Please locate every line in the data below that contains the word "gold" and copy each one out. Case counts.

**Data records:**
————
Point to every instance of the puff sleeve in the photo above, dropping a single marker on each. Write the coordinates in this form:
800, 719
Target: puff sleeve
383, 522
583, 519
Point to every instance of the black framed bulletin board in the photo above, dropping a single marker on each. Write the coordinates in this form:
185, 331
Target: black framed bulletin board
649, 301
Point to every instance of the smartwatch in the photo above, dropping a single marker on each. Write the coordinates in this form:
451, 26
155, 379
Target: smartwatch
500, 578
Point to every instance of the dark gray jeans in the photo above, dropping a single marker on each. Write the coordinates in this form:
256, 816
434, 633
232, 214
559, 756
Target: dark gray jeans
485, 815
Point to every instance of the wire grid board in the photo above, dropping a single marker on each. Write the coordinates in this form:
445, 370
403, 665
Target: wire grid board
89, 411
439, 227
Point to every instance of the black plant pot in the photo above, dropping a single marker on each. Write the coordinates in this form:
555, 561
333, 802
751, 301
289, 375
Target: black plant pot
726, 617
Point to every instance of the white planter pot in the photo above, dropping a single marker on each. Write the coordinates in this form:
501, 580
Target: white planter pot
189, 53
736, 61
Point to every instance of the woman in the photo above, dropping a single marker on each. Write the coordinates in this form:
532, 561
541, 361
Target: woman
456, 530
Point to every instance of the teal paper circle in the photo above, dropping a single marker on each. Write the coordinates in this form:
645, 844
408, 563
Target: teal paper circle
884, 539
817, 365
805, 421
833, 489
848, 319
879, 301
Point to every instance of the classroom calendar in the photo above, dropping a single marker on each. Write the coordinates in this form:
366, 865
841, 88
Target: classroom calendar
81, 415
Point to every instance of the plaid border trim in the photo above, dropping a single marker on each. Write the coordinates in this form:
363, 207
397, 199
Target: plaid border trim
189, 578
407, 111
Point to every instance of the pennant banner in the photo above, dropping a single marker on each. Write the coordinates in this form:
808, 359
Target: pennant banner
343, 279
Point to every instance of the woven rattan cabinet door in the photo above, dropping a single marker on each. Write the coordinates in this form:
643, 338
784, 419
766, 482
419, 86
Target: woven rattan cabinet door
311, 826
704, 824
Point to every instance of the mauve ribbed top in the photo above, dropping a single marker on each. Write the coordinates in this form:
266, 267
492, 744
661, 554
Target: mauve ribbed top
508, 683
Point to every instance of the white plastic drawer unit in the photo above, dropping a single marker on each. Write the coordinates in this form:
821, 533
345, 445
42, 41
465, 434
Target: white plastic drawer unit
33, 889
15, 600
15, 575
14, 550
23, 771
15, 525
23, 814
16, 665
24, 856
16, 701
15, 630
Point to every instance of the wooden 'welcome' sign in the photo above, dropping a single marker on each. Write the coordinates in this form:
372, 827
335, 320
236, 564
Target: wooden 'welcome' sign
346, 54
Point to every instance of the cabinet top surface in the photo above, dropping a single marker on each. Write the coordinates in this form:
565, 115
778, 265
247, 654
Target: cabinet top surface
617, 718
————
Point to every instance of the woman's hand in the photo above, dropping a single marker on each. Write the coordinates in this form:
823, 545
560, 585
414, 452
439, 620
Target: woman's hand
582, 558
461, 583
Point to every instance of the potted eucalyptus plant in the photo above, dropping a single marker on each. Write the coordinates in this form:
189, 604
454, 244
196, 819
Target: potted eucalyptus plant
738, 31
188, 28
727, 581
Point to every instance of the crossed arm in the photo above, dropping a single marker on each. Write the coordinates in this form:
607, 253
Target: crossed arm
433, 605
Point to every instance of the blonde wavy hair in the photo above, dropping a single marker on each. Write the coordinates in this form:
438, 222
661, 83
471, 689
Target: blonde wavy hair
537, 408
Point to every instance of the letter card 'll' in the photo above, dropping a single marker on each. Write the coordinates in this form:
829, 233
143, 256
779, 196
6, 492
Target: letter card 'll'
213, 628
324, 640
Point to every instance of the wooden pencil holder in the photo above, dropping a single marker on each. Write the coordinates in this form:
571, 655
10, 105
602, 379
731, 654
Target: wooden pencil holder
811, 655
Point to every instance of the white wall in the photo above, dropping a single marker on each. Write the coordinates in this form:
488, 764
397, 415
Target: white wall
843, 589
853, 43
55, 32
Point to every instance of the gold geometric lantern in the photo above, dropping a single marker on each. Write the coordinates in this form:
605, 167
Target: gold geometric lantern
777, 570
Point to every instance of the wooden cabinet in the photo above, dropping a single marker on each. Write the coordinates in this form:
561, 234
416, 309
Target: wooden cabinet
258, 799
————
**CORRECT OUTPUT:**
Point to every instance of the gold geometric lantern in the photo above, dropping a single marker on each. Write the coordinates in this form:
Target: gold geometric lantern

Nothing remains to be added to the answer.